## START
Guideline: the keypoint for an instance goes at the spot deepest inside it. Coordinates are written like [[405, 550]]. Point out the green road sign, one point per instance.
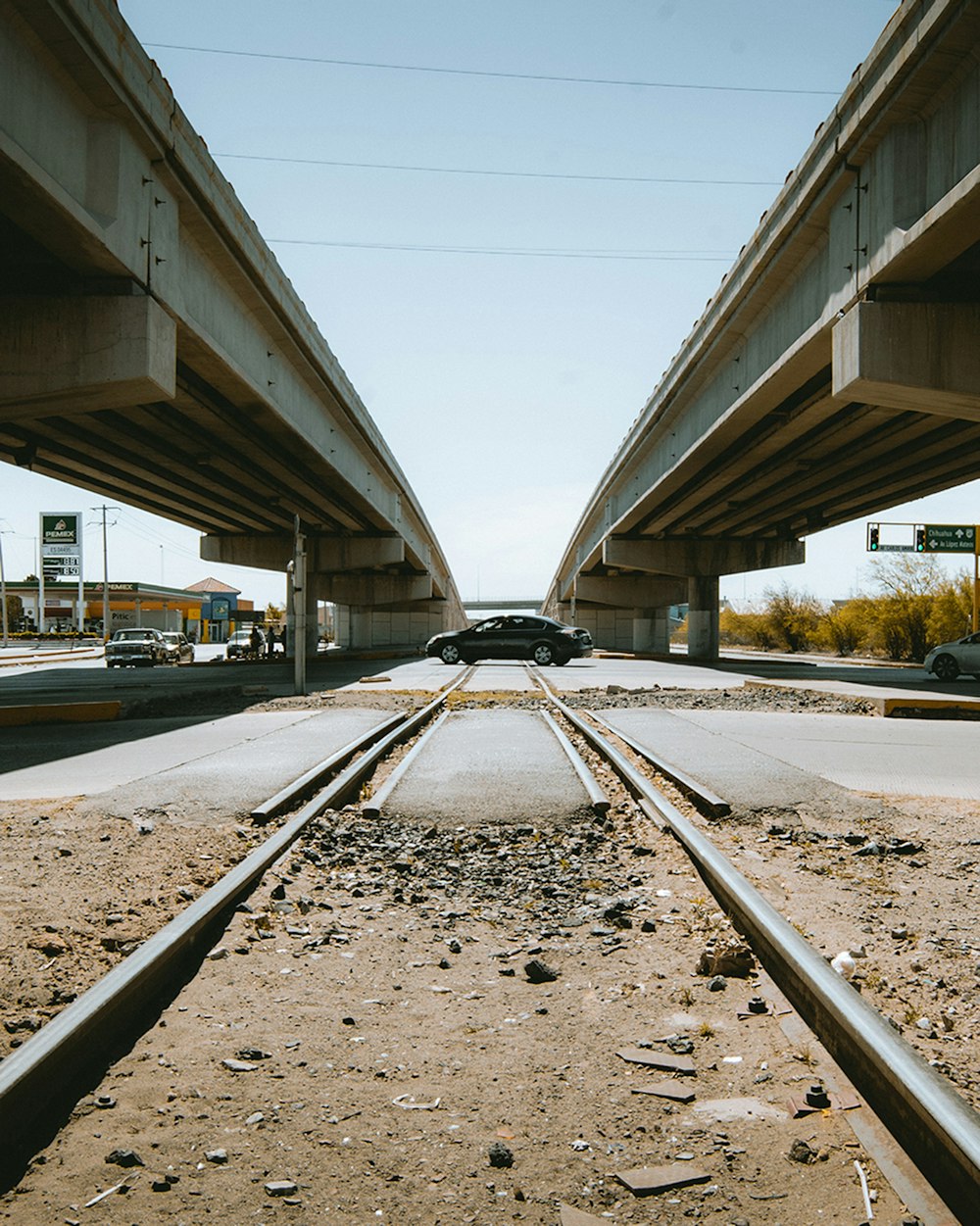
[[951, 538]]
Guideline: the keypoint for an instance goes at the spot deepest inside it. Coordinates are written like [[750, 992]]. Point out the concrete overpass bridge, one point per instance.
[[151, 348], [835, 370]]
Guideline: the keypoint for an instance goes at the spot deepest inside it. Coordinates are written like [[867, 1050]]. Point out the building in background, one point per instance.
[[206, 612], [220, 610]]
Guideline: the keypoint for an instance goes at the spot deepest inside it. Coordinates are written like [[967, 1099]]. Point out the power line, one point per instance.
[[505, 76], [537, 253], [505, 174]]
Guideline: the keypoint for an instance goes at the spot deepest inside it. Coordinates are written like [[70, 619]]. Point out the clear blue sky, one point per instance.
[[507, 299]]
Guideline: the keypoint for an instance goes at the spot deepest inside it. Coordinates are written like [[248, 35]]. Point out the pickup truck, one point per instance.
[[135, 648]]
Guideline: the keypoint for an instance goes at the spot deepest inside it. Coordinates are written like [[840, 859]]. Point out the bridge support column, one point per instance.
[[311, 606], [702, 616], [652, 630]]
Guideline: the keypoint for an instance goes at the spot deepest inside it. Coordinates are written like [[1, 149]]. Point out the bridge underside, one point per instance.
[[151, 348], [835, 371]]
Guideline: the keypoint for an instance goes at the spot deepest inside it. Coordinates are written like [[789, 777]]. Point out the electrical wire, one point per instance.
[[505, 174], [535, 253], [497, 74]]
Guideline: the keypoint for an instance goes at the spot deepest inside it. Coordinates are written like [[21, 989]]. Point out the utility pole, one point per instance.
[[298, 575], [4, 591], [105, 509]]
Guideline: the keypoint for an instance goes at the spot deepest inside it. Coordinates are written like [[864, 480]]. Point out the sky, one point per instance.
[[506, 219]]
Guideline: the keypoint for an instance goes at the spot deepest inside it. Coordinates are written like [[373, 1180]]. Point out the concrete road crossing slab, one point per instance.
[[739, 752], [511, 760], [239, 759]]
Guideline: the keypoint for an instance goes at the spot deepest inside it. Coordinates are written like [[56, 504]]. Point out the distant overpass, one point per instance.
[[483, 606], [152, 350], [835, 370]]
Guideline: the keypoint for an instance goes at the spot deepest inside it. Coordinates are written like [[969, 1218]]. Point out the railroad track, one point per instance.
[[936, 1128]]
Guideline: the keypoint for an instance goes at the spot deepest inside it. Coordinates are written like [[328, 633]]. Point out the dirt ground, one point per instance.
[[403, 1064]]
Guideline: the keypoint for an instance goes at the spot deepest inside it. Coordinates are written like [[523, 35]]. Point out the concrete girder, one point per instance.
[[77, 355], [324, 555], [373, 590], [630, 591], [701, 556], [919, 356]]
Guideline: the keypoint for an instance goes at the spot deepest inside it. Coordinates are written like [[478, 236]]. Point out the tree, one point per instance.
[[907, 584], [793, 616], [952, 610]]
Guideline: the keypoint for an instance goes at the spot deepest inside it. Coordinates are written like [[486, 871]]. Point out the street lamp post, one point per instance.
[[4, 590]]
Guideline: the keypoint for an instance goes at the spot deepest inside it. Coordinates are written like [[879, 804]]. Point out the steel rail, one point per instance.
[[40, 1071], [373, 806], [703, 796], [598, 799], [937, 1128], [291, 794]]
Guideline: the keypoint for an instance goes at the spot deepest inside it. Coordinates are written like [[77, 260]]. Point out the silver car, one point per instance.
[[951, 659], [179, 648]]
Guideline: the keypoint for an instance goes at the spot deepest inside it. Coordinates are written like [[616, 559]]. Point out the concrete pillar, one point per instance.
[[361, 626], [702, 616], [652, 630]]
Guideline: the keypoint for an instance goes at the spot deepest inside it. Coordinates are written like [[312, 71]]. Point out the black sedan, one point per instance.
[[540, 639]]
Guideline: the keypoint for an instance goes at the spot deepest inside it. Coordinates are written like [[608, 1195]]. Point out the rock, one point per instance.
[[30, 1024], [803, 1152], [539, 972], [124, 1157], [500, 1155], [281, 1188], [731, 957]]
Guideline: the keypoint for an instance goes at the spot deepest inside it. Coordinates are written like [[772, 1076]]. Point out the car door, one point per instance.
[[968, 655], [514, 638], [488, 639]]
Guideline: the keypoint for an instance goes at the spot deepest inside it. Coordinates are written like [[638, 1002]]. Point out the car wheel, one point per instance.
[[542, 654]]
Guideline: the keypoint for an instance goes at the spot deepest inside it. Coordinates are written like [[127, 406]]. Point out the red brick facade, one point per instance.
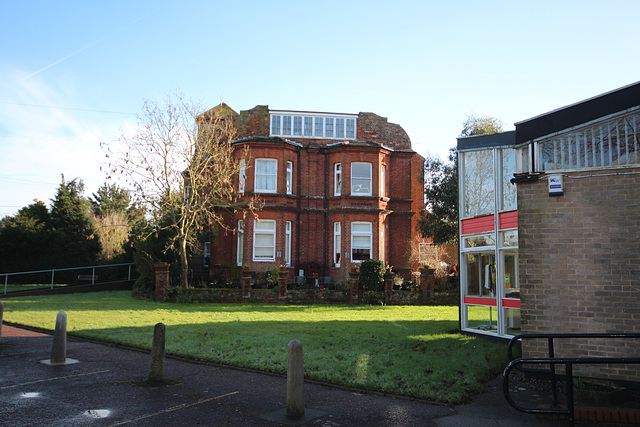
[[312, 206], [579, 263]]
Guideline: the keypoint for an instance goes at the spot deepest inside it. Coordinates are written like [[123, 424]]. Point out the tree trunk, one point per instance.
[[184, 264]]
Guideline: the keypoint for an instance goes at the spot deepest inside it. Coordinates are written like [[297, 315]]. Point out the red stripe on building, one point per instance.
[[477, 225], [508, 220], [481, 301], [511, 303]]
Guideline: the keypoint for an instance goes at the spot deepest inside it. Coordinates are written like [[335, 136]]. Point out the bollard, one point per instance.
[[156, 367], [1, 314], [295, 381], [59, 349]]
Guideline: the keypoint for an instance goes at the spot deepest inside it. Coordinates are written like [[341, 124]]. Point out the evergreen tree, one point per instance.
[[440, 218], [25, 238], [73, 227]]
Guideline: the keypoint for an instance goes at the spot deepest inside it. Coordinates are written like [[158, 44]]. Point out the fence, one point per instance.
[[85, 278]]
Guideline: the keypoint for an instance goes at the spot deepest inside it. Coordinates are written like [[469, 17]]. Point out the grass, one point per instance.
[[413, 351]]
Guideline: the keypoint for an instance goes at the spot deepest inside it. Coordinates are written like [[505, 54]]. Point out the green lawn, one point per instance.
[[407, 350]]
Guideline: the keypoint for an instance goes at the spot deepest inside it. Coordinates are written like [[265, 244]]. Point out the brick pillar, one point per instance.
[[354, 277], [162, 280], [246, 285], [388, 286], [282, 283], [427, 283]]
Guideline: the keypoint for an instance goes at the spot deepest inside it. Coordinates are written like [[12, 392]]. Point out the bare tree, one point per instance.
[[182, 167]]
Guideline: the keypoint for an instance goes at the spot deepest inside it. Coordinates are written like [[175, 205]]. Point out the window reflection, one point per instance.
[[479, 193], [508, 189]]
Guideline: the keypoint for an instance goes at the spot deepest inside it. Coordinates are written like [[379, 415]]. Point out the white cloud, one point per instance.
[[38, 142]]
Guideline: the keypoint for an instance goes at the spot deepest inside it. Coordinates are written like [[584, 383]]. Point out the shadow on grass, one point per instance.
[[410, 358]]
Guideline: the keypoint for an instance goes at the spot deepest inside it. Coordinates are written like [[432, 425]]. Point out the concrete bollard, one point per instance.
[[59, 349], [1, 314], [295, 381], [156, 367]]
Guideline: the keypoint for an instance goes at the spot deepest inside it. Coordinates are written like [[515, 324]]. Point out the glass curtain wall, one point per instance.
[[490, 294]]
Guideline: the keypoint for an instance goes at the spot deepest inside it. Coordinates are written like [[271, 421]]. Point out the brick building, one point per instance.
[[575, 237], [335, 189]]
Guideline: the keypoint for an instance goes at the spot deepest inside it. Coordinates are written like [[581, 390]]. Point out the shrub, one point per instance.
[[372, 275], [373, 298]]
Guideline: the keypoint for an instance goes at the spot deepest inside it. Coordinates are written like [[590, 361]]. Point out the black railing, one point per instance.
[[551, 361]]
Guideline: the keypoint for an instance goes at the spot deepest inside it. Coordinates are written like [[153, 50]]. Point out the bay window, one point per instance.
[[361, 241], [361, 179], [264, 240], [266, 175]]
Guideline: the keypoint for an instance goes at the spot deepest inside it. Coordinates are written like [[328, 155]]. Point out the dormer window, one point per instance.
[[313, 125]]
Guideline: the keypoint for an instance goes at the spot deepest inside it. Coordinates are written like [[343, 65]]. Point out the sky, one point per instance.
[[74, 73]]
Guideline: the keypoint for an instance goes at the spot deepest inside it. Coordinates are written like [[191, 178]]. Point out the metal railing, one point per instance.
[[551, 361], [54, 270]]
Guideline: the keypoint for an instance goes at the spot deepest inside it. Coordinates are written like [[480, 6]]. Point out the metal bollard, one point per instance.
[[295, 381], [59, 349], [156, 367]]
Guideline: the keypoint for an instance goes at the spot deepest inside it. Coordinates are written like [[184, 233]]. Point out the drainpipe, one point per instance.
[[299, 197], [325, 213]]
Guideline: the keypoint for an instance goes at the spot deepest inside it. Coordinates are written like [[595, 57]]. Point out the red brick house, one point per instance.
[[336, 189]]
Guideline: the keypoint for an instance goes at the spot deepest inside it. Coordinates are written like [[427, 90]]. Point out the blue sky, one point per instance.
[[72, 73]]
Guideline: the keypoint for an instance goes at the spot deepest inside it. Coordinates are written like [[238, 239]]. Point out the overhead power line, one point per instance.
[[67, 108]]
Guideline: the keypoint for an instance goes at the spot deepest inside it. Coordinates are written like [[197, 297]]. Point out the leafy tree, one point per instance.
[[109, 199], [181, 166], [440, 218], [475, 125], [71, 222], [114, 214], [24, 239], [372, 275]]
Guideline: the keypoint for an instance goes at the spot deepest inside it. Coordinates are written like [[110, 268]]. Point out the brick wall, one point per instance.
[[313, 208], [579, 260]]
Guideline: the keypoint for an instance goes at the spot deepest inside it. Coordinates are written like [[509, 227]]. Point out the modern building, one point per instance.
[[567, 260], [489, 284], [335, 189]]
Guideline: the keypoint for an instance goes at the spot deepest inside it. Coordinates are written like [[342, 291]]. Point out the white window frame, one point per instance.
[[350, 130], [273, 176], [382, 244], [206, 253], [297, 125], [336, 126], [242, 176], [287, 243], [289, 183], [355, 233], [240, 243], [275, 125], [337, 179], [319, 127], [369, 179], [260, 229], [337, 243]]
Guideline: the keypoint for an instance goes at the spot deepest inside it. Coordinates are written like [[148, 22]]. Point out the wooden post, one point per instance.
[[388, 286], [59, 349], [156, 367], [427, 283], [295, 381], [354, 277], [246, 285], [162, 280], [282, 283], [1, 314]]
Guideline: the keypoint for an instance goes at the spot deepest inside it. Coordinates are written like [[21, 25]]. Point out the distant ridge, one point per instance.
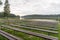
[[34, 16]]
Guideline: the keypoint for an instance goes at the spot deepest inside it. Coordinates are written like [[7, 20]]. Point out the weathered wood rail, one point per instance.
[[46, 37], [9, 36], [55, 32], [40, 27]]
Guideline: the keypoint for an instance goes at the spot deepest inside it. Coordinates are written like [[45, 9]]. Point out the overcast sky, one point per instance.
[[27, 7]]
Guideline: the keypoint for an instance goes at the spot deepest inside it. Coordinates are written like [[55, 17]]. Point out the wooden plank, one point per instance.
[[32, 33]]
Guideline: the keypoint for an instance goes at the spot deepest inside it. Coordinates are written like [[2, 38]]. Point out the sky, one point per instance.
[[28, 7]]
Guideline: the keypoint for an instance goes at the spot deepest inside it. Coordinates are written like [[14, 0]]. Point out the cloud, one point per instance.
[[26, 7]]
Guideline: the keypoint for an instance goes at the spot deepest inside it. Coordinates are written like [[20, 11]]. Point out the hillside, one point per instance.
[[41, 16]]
## END
_Written request:_ Express the part of the rows above that begins with the line containing "curtain wall, one point per instance." and ends with the line containing "[[361, 241], [361, 179], [264, 240], [266, 175]]" as a JSON list of strings, one string per line. Include both of those lines and skip any blank lines.

_Result for this task:_
[
  "Guideline: the keypoint for an instance goes at the spot deepest inside it. Coordinates are written like [[515, 324]]. Point out the glass curtain wall, one point per instance.",
  "[[490, 294]]",
  "Guideline: the keypoint for an instance goes at the spot deepest inside it. Coordinates are written like [[271, 421]]. Point out the brick building, one point per instance.",
  "[[575, 237], [335, 189]]",
  "Guideline: the keypoint for an instance goes at the spot deepest inside it. Coordinates are written like [[581, 390]]. Point out the shrub, one point per instance.",
  "[[372, 275], [373, 298]]",
  "Guideline: the keypoint for an instance goes at the spot deepest inside it. Coordinates are written like [[590, 361]]. Point out the black railing, one point per instance.",
  "[[551, 361]]",
  "Guideline: the keypoint for an instance goes at the spot deepest inside it. Coordinates are written like [[153, 50]]. Point out the bay window, one point per instance.",
  "[[361, 241], [361, 179], [264, 240], [266, 175]]"
]